WHAT IS REQUIRED -
Search string "chair": state how many lines in the material below contain it, and nothing else.

DATA SHOWN -
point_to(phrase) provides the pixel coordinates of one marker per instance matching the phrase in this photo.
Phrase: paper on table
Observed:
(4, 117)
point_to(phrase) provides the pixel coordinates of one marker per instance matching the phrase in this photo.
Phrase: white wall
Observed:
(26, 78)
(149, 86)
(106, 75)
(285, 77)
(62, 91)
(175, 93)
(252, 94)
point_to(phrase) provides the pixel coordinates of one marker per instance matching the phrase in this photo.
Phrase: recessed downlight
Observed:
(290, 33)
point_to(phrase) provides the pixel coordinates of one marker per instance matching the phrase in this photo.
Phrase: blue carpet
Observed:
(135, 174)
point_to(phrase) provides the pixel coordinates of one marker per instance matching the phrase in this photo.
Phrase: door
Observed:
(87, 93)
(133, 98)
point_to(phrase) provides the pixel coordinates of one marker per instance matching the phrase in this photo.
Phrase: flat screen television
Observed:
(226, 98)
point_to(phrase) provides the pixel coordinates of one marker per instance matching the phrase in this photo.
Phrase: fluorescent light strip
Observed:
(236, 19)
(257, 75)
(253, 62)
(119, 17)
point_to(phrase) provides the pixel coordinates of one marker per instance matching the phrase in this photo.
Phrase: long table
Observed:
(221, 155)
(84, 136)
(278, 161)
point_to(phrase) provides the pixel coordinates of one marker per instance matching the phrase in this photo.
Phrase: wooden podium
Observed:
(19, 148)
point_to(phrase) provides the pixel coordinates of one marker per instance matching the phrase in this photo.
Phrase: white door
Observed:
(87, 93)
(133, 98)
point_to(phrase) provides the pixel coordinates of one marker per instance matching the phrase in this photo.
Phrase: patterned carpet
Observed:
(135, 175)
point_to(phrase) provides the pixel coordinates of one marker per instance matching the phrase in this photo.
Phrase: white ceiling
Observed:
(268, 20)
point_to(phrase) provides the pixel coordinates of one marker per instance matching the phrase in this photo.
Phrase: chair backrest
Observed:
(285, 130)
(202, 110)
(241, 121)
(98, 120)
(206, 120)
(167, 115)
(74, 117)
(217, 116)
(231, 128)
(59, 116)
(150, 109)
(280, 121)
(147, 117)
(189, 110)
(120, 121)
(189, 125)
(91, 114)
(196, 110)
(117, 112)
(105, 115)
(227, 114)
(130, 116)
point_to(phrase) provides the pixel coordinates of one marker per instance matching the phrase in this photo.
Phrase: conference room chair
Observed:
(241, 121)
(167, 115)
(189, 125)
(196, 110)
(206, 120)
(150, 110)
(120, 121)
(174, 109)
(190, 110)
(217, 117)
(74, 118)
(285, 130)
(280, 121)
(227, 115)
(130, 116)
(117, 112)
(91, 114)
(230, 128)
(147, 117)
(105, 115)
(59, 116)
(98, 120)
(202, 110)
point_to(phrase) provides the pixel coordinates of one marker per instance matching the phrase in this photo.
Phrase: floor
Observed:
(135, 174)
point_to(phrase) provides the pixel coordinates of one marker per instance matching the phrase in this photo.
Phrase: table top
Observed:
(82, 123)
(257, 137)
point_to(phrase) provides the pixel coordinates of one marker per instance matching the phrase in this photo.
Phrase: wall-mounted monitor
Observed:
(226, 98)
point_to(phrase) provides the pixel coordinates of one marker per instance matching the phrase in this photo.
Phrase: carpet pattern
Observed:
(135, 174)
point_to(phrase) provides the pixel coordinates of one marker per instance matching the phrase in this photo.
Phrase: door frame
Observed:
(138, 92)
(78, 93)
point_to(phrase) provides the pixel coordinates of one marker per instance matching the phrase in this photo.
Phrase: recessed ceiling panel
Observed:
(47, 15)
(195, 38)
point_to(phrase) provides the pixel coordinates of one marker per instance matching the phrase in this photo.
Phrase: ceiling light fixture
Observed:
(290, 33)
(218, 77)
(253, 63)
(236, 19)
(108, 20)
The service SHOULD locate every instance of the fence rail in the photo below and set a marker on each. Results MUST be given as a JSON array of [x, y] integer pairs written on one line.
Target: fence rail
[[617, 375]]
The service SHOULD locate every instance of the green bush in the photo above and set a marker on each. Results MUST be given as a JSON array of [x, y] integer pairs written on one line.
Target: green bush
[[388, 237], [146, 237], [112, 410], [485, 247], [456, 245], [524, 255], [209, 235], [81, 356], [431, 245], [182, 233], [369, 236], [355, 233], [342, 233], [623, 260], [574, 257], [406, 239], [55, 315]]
==
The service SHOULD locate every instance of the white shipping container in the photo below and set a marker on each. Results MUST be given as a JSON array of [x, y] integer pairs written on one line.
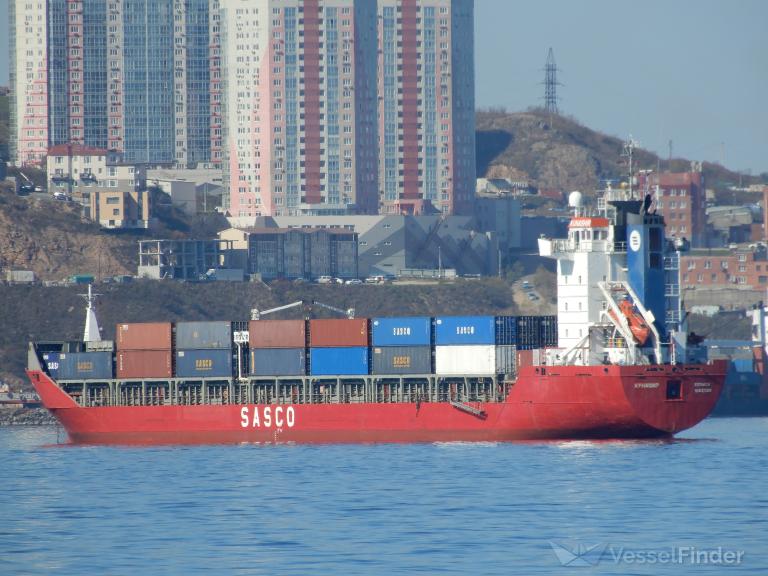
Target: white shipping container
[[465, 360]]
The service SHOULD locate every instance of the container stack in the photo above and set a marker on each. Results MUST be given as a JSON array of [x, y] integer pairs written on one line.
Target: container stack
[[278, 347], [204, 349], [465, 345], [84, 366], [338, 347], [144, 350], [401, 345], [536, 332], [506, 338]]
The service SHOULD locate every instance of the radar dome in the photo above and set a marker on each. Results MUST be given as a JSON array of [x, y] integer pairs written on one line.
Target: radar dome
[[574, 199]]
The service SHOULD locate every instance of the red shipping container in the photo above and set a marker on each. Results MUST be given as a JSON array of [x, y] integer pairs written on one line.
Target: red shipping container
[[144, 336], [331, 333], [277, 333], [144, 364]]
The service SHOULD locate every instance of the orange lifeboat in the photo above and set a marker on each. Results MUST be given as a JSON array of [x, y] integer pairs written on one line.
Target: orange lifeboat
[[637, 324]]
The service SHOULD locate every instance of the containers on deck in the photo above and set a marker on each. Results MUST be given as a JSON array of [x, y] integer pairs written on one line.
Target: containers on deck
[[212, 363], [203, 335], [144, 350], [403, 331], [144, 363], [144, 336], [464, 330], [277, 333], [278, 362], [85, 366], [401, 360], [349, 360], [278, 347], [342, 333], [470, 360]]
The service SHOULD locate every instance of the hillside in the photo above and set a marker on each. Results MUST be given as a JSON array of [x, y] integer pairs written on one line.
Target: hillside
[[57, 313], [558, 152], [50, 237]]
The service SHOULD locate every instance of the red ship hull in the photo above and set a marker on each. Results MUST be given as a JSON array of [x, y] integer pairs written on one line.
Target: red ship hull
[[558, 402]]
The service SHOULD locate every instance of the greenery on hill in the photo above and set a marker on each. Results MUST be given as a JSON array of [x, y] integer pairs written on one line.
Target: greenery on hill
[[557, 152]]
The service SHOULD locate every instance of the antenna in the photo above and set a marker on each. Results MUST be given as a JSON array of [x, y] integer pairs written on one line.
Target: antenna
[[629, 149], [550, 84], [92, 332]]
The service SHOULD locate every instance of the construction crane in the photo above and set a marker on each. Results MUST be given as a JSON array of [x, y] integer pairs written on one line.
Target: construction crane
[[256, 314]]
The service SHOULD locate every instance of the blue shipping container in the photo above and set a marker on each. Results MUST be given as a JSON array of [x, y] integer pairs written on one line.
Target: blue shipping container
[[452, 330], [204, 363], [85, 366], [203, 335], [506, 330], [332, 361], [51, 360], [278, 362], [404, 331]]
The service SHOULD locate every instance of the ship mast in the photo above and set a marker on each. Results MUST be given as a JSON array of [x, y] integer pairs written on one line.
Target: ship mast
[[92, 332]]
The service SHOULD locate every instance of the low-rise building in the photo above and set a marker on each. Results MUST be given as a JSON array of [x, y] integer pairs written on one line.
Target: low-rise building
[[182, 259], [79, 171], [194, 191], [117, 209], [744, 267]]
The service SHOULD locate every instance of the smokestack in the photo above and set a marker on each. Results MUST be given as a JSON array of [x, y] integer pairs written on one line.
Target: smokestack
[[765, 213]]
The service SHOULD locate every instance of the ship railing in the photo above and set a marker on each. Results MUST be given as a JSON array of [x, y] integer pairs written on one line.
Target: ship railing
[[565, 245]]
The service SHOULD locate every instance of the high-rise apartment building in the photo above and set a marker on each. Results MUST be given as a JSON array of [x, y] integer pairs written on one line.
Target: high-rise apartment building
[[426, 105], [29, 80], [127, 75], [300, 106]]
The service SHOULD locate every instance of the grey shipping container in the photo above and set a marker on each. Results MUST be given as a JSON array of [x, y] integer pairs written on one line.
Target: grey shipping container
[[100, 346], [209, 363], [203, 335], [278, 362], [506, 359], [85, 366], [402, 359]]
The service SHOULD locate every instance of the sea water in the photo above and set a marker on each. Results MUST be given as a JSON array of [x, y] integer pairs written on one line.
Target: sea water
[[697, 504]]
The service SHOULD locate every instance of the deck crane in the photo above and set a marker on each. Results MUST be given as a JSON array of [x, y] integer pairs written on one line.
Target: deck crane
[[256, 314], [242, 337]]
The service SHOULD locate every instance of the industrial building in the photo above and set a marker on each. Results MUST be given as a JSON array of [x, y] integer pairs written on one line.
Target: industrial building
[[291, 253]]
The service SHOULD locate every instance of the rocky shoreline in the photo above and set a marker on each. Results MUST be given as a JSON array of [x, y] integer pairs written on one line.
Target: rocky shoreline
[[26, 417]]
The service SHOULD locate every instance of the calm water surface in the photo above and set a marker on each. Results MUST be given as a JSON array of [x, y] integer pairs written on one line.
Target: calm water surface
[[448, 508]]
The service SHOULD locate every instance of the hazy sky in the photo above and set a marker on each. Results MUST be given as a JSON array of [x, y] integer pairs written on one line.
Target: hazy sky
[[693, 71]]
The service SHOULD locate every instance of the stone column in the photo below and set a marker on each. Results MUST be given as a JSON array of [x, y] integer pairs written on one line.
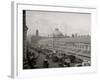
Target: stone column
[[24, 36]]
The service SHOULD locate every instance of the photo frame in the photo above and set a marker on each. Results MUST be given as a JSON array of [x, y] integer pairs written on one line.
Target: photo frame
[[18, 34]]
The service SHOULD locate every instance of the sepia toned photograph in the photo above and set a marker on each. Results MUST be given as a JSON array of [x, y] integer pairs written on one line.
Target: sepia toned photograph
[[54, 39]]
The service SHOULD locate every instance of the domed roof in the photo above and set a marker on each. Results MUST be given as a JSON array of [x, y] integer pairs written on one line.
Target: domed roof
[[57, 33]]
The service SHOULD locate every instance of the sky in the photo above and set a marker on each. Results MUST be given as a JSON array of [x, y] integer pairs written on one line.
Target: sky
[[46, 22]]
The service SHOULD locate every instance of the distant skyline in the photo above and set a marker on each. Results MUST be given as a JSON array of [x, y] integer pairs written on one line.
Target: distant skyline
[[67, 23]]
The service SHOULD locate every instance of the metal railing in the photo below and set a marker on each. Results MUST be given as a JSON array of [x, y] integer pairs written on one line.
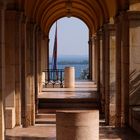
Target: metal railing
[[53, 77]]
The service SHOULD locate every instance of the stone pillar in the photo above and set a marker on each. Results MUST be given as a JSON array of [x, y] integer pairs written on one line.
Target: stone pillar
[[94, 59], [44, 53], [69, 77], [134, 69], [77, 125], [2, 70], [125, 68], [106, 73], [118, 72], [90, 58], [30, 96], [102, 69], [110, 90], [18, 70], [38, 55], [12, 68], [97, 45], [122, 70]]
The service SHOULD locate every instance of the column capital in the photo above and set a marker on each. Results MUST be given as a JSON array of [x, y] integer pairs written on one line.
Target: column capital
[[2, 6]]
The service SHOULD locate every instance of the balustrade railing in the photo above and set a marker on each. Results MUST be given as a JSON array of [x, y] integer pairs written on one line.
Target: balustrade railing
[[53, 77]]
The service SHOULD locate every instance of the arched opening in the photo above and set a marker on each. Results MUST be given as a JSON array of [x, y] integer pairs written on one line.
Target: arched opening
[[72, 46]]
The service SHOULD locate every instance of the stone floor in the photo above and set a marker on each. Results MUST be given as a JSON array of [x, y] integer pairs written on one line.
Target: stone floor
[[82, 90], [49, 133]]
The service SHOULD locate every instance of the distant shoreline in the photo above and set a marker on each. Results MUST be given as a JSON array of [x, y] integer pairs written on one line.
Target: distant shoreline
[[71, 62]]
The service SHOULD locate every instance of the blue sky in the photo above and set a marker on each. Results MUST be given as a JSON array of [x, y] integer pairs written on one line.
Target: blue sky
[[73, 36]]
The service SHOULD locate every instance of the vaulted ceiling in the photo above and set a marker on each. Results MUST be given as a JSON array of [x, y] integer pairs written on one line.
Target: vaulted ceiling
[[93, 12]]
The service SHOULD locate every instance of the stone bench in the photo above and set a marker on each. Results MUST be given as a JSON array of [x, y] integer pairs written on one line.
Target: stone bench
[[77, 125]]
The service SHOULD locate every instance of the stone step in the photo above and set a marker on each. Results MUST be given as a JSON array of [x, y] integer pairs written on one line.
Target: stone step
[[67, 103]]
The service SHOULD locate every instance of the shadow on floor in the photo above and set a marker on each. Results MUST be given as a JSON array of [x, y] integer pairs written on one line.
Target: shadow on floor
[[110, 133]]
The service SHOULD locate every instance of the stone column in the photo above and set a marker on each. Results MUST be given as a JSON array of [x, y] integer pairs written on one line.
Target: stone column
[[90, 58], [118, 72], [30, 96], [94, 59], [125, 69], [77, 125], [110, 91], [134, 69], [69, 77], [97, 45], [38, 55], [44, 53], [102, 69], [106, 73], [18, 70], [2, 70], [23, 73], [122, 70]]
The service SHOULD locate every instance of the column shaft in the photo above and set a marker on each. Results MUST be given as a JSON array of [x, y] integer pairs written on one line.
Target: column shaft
==
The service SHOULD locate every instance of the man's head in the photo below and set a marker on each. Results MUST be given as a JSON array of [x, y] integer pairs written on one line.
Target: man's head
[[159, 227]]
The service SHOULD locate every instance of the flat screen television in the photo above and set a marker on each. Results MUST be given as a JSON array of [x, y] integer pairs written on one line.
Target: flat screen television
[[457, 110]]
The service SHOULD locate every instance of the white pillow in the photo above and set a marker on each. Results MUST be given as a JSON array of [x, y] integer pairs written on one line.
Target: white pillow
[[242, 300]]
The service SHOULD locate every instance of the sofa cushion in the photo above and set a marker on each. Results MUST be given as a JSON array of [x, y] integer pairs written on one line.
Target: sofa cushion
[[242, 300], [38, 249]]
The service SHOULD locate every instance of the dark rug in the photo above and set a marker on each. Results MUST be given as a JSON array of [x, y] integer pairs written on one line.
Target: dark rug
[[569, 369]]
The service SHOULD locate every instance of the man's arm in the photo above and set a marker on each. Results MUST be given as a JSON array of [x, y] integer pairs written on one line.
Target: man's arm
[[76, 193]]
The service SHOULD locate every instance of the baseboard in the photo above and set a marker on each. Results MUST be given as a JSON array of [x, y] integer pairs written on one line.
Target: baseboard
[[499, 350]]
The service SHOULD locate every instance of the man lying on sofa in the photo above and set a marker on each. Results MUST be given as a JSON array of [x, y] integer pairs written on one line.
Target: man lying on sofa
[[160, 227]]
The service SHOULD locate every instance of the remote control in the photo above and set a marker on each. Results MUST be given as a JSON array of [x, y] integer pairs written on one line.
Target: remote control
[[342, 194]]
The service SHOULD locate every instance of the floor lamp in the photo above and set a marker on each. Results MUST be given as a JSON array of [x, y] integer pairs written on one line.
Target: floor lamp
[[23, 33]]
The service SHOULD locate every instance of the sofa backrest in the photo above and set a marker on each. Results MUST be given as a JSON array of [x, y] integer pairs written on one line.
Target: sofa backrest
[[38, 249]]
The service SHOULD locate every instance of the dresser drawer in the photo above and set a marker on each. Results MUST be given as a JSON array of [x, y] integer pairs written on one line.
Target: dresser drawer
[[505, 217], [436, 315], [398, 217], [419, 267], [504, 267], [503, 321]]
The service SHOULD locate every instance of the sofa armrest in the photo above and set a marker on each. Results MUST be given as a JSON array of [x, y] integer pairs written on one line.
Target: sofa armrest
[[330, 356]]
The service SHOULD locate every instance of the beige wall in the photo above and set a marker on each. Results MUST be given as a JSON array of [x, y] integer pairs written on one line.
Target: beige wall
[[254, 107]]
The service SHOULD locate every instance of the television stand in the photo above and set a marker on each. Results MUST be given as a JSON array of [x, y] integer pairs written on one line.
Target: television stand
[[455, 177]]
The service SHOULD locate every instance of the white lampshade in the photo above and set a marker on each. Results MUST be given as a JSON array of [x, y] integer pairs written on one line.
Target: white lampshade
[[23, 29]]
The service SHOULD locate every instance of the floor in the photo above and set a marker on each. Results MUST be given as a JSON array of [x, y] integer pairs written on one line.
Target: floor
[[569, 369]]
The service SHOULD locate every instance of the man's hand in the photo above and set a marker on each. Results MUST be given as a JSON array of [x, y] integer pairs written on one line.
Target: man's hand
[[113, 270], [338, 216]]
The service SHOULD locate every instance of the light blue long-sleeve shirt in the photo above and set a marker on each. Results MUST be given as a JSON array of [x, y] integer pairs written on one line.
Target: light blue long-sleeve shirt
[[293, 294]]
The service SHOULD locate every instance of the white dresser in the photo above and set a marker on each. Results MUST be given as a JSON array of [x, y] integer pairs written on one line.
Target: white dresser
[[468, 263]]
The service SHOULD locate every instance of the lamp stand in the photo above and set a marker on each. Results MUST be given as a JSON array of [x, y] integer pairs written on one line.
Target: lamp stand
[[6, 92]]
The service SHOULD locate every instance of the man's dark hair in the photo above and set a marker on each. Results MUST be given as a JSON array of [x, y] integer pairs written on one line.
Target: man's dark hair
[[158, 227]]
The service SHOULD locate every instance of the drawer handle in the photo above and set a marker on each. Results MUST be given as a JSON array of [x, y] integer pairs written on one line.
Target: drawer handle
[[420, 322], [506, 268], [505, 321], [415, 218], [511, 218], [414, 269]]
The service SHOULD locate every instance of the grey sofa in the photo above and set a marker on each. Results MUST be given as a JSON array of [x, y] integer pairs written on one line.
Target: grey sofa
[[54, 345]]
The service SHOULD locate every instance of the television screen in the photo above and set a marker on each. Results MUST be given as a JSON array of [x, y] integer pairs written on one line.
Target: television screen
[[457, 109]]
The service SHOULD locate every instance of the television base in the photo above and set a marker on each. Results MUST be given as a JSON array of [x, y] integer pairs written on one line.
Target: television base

OUTPUT OF THE EXERCISE -
2